### [Given problem]
Under this task are some entries; return every one of them exactly.

### [Listed records]
----------------

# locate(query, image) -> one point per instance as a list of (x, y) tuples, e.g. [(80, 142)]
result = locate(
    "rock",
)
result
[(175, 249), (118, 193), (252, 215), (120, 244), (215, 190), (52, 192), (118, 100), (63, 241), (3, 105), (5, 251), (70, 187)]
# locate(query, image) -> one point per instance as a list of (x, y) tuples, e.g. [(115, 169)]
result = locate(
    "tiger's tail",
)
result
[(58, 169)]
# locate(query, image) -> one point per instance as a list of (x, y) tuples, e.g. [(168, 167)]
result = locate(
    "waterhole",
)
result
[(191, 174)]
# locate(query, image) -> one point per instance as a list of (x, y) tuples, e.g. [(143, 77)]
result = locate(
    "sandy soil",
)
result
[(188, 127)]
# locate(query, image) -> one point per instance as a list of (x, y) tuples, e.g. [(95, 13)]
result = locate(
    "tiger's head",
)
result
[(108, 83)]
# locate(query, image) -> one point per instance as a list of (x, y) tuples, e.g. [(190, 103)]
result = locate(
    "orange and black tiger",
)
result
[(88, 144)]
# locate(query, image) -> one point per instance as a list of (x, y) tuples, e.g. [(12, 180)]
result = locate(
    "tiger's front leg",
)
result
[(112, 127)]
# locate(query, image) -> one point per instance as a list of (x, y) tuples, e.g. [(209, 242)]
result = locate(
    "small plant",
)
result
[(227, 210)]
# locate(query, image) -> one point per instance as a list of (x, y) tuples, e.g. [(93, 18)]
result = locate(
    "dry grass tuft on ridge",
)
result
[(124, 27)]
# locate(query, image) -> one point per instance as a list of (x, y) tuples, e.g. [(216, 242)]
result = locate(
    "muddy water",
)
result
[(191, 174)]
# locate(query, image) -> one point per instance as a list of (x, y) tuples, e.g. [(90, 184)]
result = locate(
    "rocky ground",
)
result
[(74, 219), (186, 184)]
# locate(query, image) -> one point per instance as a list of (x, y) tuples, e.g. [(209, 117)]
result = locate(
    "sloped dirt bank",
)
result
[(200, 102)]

----------------

### [The response]
# locate(query, image) -> one point per instance as a list of (x, y) tuples, e.g. [(80, 142)]
result = locate(
    "rock",
)
result
[(175, 249), (118, 193), (252, 215), (120, 244), (215, 190), (52, 192), (118, 100), (63, 241), (3, 105), (5, 251), (70, 187)]
# locate(query, image) -> one point per instance as a list of (x, y) tuples, e.g. [(115, 169)]
result = locate(
    "tiger's tail",
)
result
[(58, 169)]
# locate(query, image) -> one point per instance as a list of (x, y) tuples, e.g. [(168, 167)]
result = locate(
    "waterhole",
)
result
[(191, 174)]
# locate(query, image) -> one point per instance as a list of (x, y) tuples, e.g. [(143, 77)]
result = locate(
    "sandy soil",
)
result
[(188, 127)]
# locate(query, image) -> one point per instance as a list of (x, y) tuples, e.g. [(95, 13)]
result = locate(
    "tiger's head",
)
result
[(108, 83)]
# locate(query, image) -> one point per instance as a list of (x, y) tuples, e.g. [(190, 103)]
result = locate(
    "orange and black tiger",
)
result
[(88, 144)]
# locate(query, image) -> one point per instance as a list of (x, y) tuples, e.g. [(12, 180)]
result = locate(
    "tiger's front leg",
)
result
[(112, 127)]
# locate(query, image) -> one point per instance as a list of (x, y) tuples, e.g. [(209, 242)]
result = locate(
    "small plant",
)
result
[(227, 210)]
# locate(query, image) -> one point per instance as a list of (x, y) tuples, e.g. [(93, 18)]
result = locate(
    "dry grass tuft on ridge",
)
result
[(124, 27)]
# locate(query, image) -> one point per instance as a list of (x, y) tuples, e.g. [(216, 242)]
result = locate(
    "muddy water",
)
result
[(191, 174)]
# locate(query, image) -> one point per instance as a list of (x, y) tuples, e.g. [(90, 184)]
result = locate(
    "rocky ground",
)
result
[(74, 219), (186, 184)]
# locate(query, image) -> one point per instance as a list of (x, y) tuples, e.g. [(209, 117)]
result = locate(
    "sloped dirt bank",
)
result
[(200, 102)]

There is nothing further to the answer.